# INSTRUCTIONS FOR THE TASK
Recast the stretch of data below, from the line containing "Thanks in advance for your help! Please find the sky" through the line containing "[5,0,240,60]", as a JSON list of strings with one string per line. Leave out any blank lines.

______________________________

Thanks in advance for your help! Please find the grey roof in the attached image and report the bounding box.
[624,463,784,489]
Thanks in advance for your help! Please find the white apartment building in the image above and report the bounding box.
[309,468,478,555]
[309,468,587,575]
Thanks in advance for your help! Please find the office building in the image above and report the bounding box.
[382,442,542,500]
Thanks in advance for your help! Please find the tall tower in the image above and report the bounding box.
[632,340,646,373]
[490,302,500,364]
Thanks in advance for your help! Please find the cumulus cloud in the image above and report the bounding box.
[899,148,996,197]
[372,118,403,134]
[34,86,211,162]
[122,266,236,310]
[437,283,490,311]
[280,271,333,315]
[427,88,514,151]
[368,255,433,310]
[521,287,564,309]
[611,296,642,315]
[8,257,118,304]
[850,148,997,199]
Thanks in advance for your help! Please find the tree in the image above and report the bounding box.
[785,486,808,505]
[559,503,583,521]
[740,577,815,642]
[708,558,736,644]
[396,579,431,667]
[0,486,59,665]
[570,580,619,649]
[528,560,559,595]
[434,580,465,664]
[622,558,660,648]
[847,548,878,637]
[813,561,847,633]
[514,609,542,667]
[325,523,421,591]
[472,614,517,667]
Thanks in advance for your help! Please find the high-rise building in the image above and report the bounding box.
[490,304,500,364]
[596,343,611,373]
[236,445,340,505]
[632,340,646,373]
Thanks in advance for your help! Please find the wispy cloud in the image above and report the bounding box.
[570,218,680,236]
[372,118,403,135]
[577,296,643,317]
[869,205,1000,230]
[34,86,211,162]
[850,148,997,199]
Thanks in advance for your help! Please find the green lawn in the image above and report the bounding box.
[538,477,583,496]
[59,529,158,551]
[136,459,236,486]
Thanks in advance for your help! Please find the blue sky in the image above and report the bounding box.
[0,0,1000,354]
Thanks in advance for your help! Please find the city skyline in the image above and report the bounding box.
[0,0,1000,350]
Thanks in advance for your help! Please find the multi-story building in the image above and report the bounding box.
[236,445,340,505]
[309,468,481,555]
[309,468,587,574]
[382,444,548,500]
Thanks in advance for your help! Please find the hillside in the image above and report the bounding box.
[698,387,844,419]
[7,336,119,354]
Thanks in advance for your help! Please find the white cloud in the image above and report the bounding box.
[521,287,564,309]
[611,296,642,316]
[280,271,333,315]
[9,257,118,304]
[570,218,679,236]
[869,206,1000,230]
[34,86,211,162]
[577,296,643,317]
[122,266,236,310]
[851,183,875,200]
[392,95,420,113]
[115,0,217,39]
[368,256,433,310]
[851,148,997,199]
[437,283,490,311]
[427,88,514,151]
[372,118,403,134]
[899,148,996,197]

______________________________

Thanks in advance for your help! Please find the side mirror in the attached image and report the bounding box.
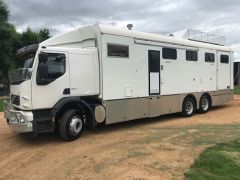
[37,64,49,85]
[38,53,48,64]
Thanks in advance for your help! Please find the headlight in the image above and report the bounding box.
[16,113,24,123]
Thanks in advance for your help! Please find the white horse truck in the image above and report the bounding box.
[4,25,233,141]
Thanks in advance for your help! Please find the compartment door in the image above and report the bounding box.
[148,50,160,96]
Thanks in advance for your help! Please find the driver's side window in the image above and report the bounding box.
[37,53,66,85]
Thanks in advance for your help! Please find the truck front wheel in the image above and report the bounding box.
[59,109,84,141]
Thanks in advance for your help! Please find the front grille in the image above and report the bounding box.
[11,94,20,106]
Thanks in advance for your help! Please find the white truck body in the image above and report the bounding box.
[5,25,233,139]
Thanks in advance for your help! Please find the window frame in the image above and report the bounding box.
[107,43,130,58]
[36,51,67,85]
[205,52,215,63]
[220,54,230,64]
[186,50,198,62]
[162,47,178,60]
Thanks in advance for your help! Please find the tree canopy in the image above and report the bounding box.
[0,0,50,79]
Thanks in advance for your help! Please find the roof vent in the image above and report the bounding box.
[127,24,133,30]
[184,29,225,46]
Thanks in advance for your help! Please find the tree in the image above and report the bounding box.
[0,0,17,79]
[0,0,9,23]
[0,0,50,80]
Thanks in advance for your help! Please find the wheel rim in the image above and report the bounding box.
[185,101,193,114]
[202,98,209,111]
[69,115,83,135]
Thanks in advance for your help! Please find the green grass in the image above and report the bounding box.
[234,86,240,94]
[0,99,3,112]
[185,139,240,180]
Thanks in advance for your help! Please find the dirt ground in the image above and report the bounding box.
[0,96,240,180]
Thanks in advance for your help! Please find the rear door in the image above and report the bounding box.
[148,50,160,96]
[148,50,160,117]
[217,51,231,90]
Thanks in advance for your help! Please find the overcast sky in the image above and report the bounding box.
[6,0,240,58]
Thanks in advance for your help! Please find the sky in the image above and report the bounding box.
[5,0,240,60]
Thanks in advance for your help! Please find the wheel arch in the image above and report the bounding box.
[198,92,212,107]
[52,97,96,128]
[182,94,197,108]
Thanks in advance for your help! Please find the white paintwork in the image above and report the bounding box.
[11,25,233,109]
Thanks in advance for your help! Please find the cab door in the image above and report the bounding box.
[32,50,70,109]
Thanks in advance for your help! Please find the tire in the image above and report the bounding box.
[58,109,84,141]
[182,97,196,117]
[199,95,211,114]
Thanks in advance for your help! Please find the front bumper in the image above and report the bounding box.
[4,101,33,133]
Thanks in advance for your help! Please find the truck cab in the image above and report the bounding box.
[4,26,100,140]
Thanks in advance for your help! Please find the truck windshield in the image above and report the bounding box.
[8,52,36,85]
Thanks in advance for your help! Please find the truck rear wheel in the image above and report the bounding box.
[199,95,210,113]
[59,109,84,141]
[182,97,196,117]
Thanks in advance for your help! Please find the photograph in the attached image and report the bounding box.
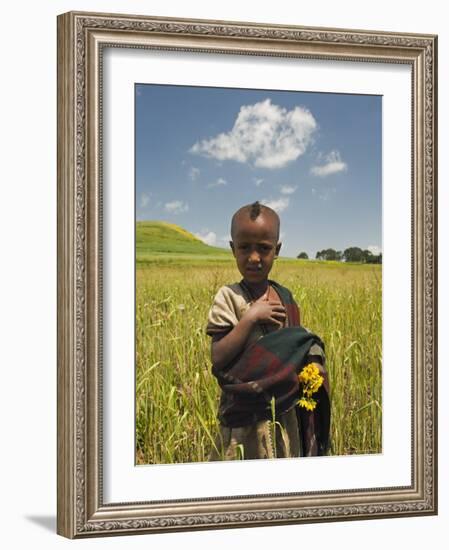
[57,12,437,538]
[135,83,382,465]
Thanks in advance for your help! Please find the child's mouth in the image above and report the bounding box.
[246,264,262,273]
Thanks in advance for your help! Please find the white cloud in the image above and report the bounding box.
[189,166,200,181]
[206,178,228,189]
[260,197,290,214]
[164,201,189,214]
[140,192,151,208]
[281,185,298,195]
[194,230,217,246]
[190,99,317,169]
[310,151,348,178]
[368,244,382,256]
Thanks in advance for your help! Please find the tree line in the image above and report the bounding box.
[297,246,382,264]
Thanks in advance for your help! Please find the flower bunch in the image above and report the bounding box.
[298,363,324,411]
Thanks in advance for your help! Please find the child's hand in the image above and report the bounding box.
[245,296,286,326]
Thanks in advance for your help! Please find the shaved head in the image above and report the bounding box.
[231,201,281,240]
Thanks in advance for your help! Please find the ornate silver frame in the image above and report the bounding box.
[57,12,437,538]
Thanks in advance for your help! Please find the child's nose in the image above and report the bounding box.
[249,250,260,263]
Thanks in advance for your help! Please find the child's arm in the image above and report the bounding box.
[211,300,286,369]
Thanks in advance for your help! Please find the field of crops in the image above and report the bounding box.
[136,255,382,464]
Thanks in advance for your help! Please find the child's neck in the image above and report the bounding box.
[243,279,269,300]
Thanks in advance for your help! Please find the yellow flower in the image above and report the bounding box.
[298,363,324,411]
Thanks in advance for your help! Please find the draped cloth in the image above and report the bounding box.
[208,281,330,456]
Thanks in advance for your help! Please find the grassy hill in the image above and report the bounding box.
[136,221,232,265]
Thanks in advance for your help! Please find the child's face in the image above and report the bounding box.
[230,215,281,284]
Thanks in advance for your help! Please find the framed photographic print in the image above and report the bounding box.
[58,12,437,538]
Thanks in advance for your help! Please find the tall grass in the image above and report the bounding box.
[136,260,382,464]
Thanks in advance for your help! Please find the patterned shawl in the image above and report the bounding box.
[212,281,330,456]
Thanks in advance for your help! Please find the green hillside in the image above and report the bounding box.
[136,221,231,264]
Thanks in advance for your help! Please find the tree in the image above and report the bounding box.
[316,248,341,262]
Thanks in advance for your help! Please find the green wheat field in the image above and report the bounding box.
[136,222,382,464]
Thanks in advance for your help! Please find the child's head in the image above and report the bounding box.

______________________________

# ANSWER FOR THE TASK
[
  "Thanks in advance for your help! Please find the sky in the image above and report the bounding box.",
  "[5,0,240,60]"
]